▶ **Petit exercice**
Relevez tous les noms de lieux géographiques cités dans l'article ci-dessous sur le défilé du 14-Juillet.

▶ **Extrait du texte**
Le sous-marin nucléaire d'attaque "Perle" au large de La Réunion. photo Marine Nationale
14.07.2014 Par Nathalie Guibert LE MONDE
Le défilé militaire du 14-Juillet, cette exception française, est un moment crucial pour la communication des armées. Pour quelques heures, les voilà dans la lumière. Fières de montrer leur meilleur visage, en dépit des coupes budgétaires, et sans conteste populaires, dans cette brève communion nationale.
Pourtant, il n'est pas sûr que le 14 juillet 2014 reste un bon souvenir pour l'équipage du sous-marin nucléaire d'attaque (SNA) Perle. Afin de réaliser un « direct » pour TF1, la Perle, qui naviguait en Atlantique, a dû rebrousser chemin. Direction Toulon, pleine vitesse à 200 mètres de fond. Il lui fallait accoster le 13 à son port base varois, pour accueillir l'équipe de Louis Bodin, présentateur météo de la chaîne.
Les états-majors savent qu'en ce jour de fête nationale, la visibilité de chaque armée est vitale. Or, si hélicoptères, avions et blindés investissent les Champs-Elysées, le défilé est à l'évidence moins accessible aux navires ; les frégates ne remontent pas la Seine pour l'occasion. Dans cette nouvelle guerre, les « communicants » se battent donc pour que la marine prenne toute sa place dans le concert audiovisuel.

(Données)

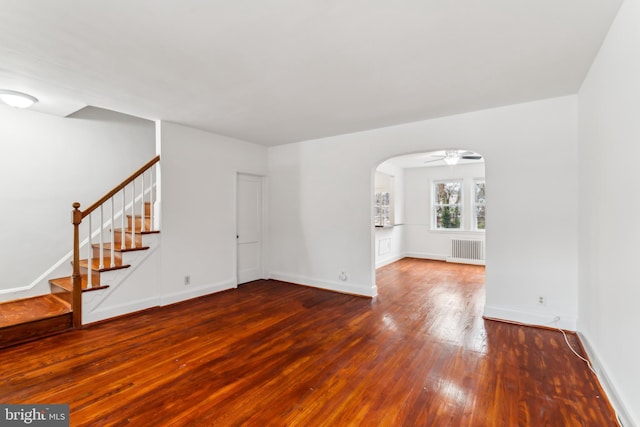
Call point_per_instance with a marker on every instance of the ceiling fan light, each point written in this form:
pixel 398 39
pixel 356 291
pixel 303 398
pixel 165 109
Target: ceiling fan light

▶ **Résultat de la tâche**
La Réunion, Atlantique, Toulon, Champs-Elysées, Seine